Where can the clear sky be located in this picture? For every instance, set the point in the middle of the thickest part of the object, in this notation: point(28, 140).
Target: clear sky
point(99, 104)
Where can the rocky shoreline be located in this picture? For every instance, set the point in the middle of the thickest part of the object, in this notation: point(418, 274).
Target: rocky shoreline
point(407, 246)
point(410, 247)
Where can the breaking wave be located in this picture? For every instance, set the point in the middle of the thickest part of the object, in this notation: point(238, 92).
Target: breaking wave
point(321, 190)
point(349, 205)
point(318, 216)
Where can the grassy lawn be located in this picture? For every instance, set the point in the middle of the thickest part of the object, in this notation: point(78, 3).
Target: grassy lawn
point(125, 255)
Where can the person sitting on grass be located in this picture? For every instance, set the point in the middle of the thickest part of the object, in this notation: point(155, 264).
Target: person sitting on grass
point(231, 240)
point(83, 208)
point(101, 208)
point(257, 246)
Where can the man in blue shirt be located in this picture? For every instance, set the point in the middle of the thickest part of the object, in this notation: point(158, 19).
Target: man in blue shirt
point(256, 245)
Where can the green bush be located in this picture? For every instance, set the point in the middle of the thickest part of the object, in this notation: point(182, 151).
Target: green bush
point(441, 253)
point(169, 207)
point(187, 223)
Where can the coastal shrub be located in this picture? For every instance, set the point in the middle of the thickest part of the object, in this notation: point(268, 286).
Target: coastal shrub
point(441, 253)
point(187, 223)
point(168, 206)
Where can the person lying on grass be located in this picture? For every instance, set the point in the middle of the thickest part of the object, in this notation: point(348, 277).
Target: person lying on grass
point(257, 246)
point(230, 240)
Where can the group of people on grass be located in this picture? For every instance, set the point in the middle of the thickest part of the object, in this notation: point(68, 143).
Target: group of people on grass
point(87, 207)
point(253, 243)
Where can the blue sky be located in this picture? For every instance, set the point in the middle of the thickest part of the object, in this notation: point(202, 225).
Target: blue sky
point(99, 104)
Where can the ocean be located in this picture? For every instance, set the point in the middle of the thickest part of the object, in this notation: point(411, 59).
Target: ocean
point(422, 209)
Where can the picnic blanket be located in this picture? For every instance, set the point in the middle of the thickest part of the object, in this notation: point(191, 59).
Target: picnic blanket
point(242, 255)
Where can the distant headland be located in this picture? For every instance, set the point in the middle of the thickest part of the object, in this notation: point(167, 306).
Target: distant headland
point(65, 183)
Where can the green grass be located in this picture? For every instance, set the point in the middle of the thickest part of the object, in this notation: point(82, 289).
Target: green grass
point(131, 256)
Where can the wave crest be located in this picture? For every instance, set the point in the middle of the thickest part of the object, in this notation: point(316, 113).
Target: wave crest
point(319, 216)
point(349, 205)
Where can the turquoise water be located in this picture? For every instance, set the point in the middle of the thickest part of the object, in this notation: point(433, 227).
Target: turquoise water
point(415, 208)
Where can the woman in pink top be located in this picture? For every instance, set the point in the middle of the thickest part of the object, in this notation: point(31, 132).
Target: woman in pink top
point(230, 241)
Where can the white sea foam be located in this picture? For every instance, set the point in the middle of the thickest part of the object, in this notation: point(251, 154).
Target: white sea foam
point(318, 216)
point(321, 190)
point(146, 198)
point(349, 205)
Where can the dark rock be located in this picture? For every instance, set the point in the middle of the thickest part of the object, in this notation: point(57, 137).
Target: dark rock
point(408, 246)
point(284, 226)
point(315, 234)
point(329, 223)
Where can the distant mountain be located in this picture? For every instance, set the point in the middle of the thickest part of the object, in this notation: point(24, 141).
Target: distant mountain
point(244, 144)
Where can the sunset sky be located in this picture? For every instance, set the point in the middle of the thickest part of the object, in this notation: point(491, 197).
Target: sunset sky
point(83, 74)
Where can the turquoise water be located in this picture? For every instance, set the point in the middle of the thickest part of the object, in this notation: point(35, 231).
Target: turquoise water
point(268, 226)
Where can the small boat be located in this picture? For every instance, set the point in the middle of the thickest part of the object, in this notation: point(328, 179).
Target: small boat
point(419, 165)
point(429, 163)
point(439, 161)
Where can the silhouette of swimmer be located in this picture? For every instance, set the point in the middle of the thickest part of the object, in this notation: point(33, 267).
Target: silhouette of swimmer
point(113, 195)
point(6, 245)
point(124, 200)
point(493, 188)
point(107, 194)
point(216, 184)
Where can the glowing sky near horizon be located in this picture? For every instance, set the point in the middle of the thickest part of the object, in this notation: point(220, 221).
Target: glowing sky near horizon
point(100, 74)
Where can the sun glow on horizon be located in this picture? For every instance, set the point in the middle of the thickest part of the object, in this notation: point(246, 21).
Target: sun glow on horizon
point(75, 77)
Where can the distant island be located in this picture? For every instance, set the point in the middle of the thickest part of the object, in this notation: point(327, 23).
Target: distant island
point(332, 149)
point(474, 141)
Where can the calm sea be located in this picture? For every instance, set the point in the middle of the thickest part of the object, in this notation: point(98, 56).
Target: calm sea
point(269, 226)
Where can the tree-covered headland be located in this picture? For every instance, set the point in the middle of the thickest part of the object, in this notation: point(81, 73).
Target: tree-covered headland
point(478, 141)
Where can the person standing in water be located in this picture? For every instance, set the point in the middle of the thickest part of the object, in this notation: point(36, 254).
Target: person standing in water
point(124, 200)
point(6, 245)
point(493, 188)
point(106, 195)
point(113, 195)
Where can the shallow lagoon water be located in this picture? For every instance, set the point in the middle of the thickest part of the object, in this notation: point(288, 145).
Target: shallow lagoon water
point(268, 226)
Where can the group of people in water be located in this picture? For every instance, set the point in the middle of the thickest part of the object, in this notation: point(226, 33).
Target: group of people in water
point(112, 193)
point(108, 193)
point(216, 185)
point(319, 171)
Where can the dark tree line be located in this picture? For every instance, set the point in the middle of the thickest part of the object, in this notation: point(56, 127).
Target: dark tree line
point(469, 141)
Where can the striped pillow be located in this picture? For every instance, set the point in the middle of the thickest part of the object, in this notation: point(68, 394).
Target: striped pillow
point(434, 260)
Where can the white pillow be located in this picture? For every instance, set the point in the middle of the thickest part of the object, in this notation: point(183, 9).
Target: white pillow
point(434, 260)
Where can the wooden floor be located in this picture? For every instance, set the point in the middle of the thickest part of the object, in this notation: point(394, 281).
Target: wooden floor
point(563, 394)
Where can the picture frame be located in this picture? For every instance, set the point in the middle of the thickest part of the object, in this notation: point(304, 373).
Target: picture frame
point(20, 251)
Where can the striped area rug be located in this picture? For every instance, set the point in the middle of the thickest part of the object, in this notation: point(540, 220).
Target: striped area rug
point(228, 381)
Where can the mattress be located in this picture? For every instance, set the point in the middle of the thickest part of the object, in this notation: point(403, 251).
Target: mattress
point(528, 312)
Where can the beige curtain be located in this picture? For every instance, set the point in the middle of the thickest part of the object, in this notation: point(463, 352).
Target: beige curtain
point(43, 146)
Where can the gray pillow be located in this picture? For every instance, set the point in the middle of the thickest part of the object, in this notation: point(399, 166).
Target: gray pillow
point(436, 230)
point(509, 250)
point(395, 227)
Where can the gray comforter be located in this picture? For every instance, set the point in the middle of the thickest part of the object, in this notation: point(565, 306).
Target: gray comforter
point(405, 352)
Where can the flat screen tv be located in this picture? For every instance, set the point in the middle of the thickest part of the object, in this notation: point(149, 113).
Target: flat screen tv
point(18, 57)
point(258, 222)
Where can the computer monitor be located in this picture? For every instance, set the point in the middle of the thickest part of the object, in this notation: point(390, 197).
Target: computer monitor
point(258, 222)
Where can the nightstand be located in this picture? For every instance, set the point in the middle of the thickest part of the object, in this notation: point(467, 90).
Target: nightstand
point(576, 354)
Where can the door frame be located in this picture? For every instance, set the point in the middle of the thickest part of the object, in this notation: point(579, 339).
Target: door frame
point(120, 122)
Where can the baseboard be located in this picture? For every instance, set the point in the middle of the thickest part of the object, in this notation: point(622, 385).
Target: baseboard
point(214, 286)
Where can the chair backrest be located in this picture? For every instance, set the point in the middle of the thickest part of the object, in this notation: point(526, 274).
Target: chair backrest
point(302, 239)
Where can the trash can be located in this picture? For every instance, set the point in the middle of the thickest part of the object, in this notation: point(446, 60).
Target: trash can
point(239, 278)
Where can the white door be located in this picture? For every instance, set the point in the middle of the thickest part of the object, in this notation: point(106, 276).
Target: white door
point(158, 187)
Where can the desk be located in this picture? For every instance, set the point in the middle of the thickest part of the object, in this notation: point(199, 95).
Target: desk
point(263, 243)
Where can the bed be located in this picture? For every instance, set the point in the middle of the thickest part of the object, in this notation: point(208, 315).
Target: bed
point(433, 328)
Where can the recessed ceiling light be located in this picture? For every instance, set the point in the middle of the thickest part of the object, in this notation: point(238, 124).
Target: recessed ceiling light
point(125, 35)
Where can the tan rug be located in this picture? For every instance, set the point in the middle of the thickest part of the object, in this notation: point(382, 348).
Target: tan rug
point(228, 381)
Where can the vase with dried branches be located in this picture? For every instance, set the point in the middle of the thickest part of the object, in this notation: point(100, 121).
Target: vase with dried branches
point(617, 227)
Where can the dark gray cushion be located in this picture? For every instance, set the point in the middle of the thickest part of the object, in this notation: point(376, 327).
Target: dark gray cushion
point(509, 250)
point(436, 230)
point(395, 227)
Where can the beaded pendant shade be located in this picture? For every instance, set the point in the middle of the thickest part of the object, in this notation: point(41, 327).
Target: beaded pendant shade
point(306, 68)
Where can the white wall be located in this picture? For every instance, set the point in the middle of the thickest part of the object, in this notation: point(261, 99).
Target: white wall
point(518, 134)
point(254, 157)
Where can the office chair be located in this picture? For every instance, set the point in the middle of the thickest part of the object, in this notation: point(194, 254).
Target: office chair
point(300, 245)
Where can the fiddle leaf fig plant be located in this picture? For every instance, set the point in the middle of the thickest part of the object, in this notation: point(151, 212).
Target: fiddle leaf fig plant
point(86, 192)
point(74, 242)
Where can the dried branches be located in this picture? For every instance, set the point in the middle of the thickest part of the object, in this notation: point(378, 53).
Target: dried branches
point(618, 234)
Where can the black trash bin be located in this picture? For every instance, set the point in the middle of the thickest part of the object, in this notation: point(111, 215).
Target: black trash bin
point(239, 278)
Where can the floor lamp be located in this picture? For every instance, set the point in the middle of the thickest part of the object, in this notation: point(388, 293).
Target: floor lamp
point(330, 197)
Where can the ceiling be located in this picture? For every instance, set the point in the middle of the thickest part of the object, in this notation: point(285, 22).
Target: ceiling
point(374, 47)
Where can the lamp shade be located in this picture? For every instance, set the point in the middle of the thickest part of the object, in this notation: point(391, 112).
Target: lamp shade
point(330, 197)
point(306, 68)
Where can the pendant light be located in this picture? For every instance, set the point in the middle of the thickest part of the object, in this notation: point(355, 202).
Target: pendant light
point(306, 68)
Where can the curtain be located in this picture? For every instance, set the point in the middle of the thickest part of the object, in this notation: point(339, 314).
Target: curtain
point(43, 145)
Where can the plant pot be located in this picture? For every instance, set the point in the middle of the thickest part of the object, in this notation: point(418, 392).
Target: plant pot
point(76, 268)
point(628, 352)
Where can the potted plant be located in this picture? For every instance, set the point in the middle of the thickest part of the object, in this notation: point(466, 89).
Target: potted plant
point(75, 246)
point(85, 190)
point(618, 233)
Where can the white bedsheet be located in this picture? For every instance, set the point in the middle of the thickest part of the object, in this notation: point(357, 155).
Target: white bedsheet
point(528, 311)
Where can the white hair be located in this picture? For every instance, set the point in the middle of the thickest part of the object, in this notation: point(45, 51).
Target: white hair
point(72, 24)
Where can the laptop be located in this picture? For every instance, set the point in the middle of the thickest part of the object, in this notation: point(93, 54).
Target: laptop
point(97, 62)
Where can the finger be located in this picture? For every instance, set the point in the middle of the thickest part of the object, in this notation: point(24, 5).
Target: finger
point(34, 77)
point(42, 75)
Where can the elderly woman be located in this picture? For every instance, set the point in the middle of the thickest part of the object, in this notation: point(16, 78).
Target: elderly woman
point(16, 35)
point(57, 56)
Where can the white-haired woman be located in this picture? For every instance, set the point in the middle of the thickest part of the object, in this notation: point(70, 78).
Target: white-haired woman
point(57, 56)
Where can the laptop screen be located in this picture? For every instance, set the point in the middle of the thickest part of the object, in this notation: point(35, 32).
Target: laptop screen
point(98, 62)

----

Task to carry out
Give back exactly the lines from the one containing "Where can the plant" to the end of the material, both ends included.

The output
Where can the plant pot be located in this picture? For every instance, set the point in the middle of the thickest part of the object, in this notation: point(418, 392).
Target: plant pot
point(76, 268)
point(628, 352)
Where can the potted plant be located in this picture? For every instance, set the point in the middle of the thickest part of the object, in this notation: point(466, 89).
Target: potted plant
point(75, 246)
point(85, 190)
point(618, 233)
Where can the white bedsheet be located in this picture? For every instance, set the point in the middle of the thickest part of the object, in this notation: point(357, 155).
Target: white bedsheet
point(528, 311)
Where can the white hair be located in this picture? For every instance, set the point in the middle of the thickest part of the object, in this notation: point(45, 51).
Target: white hair
point(72, 24)
Where can the laptop be located in this picture? For every instance, set the point in the middle of the thickest part of the object, in this notation: point(93, 54).
Target: laptop
point(97, 62)
Where can the finger be located in this picture? For every instance, set the point in the middle of the thickest part of the object, in this notation: point(24, 5).
Target: finger
point(34, 77)
point(42, 75)
Where can the elderly woman be located in this picture? For every instance, set the point in the middle of the thickest part of the object, in this notation: point(16, 78).
Target: elderly woman
point(16, 35)
point(57, 56)
Where can the white-haired woman be located in this picture? For every instance, set the point in the middle of the thickest part of the object, in this notation: point(70, 78).
Target: white-haired woman
point(57, 56)
Where can the laptop screen be located in this picture? For every instance, set the point in the middle of the thickest part of the object, in this notation: point(35, 32).
Target: laptop screen
point(98, 62)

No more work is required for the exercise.